:: Texto proporcionado

La historia no se repite, pero los discursos riman

El 15 de octubre de 2025, el ministro del Interior, Armando Benedetti, pronunció unas palabras que podrían haber salido de la boca de cualquier funcionario de los últimos 20 años: «Esas protestas están raras, es obvio que hay estructuras criminales detrás de esas protestas».

Lo grave no se limita a que un ministro del Interior del gobierno que se considera más progresista en la historia reciente de Colombia use este lenguaje. Lo verdaderamente preocupante es que estas palabras, repetidas una y otra vez durante dos décadas, allanaron el camino para miles de asesinatos políticos, persecuciones judiciales y actos de represión violenta contra la protesta a lo largo de más de cinco periodos de gobierno.

Este artículo examina, desde el análisis crítico del discurso y la teoría del framing, cómo los mismos encuadres de criminalización de la protesta se mantienen intactos desde el gobierno de Álvaro Uribe (2002-2010) hasta el actual gobierno de Gustavo Petro (2022-presente).

El análisis revela la implementación de una doctrina y una política de Estado características del régimen político colombiano, común en las diversas fuerzas políticas que han llegado al poder.

El poder del encuadre: Cuando las palabras construyen enemigos

Robert Entman (1993) enseñó que encuadrar consiste en «seleccionar algunos aspectos de la realidad percibida y hacerlos más salientes en un texto comunicativo, de modo que se promueva una definición particular del problema, una interpretación causal, una evaluación moral o una recomendación de tratamiento». En Colombia, los gobiernos han perfeccionado el arte de encuadrar la protesta social como una amenaza, no como un derecho.

Al analizar de manera sistemática las declaraciones oficiales entre 2000 y 2025, identificamos cuatro formas recurrentes de interpretar la protesta social.

Estas formas han transformado la manera en que se presenta la protesta, pues la convirtieron de un ejercicio democrático en un problema de seguridad nacional.

::::
:: Extractos de registros

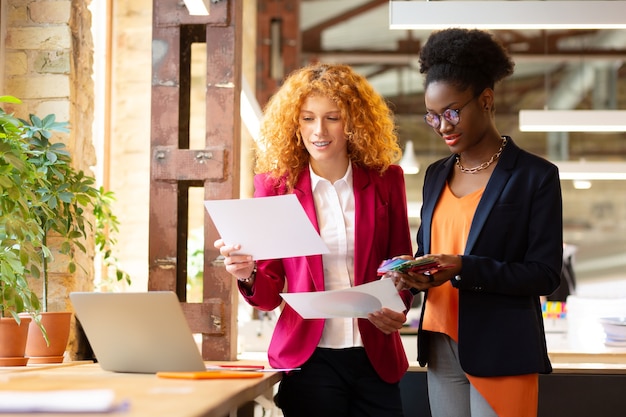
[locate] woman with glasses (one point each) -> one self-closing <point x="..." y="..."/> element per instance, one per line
<point x="492" y="220"/>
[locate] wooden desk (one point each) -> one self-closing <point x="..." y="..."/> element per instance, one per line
<point x="146" y="394"/>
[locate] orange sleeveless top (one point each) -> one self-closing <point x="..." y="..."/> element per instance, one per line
<point x="509" y="396"/>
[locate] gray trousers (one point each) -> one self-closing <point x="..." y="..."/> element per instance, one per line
<point x="449" y="391"/>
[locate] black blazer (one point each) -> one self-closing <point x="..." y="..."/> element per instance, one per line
<point x="513" y="255"/>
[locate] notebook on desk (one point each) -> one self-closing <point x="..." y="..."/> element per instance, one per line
<point x="139" y="332"/>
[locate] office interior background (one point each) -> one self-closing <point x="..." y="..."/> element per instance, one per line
<point x="555" y="68"/>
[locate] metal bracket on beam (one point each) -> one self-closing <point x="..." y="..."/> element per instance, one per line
<point x="173" y="164"/>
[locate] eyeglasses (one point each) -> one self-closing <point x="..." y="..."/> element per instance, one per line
<point x="452" y="116"/>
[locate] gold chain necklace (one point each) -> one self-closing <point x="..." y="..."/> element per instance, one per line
<point x="484" y="165"/>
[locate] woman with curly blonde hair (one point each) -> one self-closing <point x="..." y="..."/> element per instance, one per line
<point x="329" y="138"/>
<point x="369" y="126"/>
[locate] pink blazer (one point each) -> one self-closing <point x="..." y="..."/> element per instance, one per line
<point x="382" y="231"/>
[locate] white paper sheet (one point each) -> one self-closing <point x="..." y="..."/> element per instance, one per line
<point x="266" y="227"/>
<point x="351" y="302"/>
<point x="59" y="401"/>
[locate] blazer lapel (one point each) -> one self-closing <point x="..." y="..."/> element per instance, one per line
<point x="364" y="211"/>
<point x="439" y="181"/>
<point x="498" y="180"/>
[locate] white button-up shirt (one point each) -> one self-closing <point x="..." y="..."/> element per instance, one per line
<point x="334" y="204"/>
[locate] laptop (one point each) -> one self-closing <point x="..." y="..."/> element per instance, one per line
<point x="137" y="332"/>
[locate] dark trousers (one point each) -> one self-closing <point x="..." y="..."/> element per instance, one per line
<point x="338" y="383"/>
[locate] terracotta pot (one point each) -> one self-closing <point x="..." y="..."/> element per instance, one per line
<point x="13" y="341"/>
<point x="57" y="325"/>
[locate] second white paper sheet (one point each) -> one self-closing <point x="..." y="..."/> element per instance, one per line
<point x="356" y="301"/>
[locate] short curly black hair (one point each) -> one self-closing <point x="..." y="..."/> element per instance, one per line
<point x="465" y="58"/>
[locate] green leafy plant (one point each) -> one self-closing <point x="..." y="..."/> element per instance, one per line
<point x="41" y="194"/>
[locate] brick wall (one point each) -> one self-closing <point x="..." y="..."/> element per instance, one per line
<point x="47" y="64"/>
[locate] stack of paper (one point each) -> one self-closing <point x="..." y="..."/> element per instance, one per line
<point x="418" y="266"/>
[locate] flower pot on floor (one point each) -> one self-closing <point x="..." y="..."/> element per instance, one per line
<point x="13" y="341"/>
<point x="57" y="325"/>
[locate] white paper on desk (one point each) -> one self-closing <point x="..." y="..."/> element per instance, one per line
<point x="58" y="401"/>
<point x="266" y="227"/>
<point x="350" y="302"/>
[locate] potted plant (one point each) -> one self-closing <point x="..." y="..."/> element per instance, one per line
<point x="21" y="239"/>
<point x="65" y="204"/>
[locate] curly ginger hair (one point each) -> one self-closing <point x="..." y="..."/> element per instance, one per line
<point x="369" y="123"/>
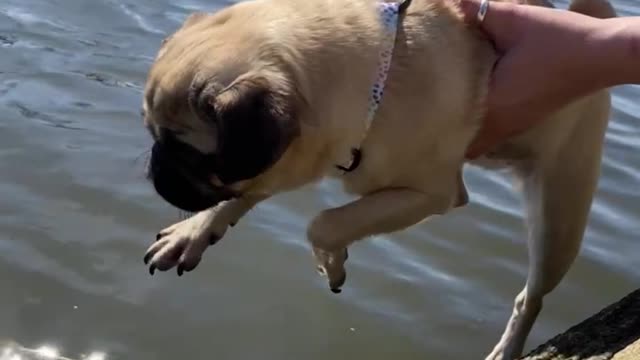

::::

### Instrucción dada A
Vuelve a escribir sin cambios el fragmento del texto sobre la protesta en Colombia que va desde "El poder del" hasta "como un derecho.", incluido este último.
### Instrucción dada B
En el texto sobre la protesta en Colombia, ¿por qué resulta verdaderamente preocupante el uso de palabras como las del ministro del Interior? Responde en una a tres oraciones.
### Instrucción dada C
Sigue escribiendo el texto sobre la protesta en Colombia a partir de su última oración.

### Respuesta esperada A
El poder del encuadre: Cuando las palabras construyen enemigos

Robert Entman (1993) enseñó que encuadrar consiste en «seleccionar algunos aspectos de la realidad percibida y hacerlos más salientes en un texto comunicativo, de modo que se promueva una definición particular del problema, una interpretación causal, una evaluación moral o una recomendación de tratamiento». En Colombia, los gobiernos han perfeccionado el arte de encuadrar la protesta social como una amenaza, no como un derecho.

### Respuesta esperada B
Porque esas palabras, repetidas una y otra vez durante dos décadas, allanaron el camino para miles de asesinatos políticos, persecuciones judiciales y actos de represión violenta contra la protesta a lo largo de más de cinco periodos de gobierno.

### Respuesta esperada C
Estos encuadres no son casuales: responden a lo que Van Dijk (2003) denomina el «cuadrado ideológico», donde se enfatizan los aspectos negativos del «otro» (los manifestantes) y los positivos del «nosotros» (el gobierno).

Cuatro encuadres de criminalización

 

1. «Detrás de toda protesta hay guerrilla»: El encuadre de infiltración

La negación de la autonomía política de los movimientos sociales tiene una larga historia. Álvaro Uribe sentó las bases cuando, en 2007, afirmó que los estudiantes que protestaban eran «idiotas útiles del terrorismo» (El Tiempo, 2007). No se trataba de una retórica vacía: bajo esta lógica, su gobierno implementó las Zonas de Rehabilitación y Consolidación y militarizó territorios enteros donde había protesta social.

Catorce años después, en pleno estallido social de 2021, el ministro de Defensa Diego Molano repitió el mismo libreto: «Hemos identificado que detrás del paro hay grupos criminales organizados» (El Espectador, 2021). Las consecuencias fueron devastadoras: más de 80 manifestantes muertos, un número indeterminado de desaparecidos y 3.789 casos de violencia policial documentados por organizaciones de derechos humanos (Temblores ONG & Indepaz, 2021).

Lo sorprendente —y trágico— es escuchar al presidente Gustavo Petro, quien llegó al poder tras criticar esta criminalización, afirmar en marzo de 2025 que «las organizaciones sociales del Catatumbo están subordinadas por las armas» (Blu Radio, 2025). Las mismas organizaciones sociales denunciaron y evidenciaron esta violenta contradicción. La Asociación Campesina del Catatumbo (ASCAMCAT) respondió: «El Gobierno nos estigmatiza de la misma forma como lo han hecho otros gobiernos» (ASCAMCAT, 2025).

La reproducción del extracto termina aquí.